* START *

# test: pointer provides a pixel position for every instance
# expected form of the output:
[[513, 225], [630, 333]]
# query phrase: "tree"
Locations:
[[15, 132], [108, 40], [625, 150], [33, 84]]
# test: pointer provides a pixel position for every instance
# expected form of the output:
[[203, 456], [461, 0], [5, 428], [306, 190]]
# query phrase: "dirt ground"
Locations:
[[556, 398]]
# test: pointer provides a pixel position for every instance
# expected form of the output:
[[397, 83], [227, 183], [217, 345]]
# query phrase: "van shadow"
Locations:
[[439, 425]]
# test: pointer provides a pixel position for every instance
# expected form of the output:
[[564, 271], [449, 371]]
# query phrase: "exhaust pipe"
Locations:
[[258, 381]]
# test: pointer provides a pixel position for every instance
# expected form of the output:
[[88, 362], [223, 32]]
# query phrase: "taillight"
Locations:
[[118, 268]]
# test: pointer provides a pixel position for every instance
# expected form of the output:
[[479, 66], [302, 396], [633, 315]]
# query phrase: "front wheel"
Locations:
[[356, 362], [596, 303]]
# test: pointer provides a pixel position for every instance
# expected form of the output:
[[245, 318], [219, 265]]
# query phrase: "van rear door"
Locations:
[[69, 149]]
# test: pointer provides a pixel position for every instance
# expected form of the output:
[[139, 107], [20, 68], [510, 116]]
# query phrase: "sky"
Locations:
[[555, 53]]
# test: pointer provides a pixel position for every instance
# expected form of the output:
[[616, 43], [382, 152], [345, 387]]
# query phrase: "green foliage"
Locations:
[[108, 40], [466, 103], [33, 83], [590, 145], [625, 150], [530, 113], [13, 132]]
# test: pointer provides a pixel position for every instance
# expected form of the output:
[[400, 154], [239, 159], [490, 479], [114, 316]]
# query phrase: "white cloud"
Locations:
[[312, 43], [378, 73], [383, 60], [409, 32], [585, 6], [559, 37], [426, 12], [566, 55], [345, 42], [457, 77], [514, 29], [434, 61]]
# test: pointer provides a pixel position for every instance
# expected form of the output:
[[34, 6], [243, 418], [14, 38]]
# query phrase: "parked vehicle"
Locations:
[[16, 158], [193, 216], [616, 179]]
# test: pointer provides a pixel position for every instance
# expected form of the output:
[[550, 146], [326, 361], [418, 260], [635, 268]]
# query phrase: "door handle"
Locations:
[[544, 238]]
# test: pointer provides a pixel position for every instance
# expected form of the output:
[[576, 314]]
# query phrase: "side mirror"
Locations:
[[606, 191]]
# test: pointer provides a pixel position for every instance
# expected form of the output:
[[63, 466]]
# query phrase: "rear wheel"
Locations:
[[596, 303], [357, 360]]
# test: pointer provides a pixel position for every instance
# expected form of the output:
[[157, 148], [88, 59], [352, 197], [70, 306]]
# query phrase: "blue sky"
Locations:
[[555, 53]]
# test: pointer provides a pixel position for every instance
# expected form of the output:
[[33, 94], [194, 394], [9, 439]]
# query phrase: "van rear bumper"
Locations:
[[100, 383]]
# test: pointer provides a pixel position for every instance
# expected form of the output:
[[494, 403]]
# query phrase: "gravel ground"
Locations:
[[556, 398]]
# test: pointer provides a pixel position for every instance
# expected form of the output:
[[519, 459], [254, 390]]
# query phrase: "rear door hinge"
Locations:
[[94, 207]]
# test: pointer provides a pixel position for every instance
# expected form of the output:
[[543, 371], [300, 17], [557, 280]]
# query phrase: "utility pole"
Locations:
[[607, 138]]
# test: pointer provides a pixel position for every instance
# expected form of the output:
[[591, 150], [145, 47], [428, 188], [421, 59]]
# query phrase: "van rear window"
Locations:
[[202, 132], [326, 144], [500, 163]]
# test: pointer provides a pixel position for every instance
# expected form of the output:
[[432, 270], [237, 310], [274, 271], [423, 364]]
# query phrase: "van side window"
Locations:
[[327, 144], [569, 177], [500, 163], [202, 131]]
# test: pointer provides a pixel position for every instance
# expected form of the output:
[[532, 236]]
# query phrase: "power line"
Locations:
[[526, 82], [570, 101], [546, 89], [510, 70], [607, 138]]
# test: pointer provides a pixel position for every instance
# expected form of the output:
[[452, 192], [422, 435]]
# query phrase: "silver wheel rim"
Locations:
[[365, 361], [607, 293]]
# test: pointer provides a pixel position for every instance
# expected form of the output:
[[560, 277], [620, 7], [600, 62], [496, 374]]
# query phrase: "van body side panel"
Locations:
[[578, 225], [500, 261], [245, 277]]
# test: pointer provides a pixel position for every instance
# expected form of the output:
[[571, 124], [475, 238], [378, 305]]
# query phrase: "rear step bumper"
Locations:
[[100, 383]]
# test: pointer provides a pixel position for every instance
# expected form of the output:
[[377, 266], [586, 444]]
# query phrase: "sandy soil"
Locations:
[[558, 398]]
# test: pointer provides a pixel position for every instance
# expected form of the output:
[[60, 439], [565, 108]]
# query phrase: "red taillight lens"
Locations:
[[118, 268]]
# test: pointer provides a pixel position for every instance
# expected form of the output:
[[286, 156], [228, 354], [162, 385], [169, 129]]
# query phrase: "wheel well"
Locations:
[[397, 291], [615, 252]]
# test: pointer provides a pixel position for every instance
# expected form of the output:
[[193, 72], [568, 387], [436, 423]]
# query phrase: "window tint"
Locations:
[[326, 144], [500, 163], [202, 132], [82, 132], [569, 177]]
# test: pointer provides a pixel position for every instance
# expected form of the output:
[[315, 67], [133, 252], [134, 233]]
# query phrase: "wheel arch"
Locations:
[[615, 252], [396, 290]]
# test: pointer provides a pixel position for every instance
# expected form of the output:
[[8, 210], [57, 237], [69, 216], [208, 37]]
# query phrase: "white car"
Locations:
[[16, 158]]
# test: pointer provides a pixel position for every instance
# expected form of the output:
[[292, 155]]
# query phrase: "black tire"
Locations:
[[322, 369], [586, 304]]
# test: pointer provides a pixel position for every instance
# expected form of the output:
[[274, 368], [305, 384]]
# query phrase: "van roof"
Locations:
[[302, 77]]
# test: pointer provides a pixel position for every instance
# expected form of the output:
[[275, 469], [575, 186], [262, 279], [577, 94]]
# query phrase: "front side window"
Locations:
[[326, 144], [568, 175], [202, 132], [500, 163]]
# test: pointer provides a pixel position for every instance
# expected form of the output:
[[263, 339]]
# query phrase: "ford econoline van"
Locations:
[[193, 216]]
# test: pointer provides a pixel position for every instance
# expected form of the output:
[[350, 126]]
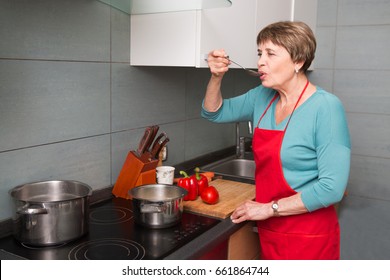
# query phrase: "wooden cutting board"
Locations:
[[231, 195]]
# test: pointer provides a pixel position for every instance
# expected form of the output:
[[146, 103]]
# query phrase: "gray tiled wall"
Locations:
[[354, 61], [71, 107]]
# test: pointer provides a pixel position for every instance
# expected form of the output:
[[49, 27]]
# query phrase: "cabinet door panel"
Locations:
[[163, 39], [232, 29]]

* END *

◆ **WHAT THIS TASK INVOLVES**:
Extract every line of the listing above that contains the word "rear".

◆ **EXERCISE RESPONSE**:
# query phrase: "van rear door"
# query phrase: "rear wheel"
# query phrase: "van rear bumper"
# query phrase: "rear door hinge"
# query phrase: "van rear window"
# query phrase: "rear step bumper"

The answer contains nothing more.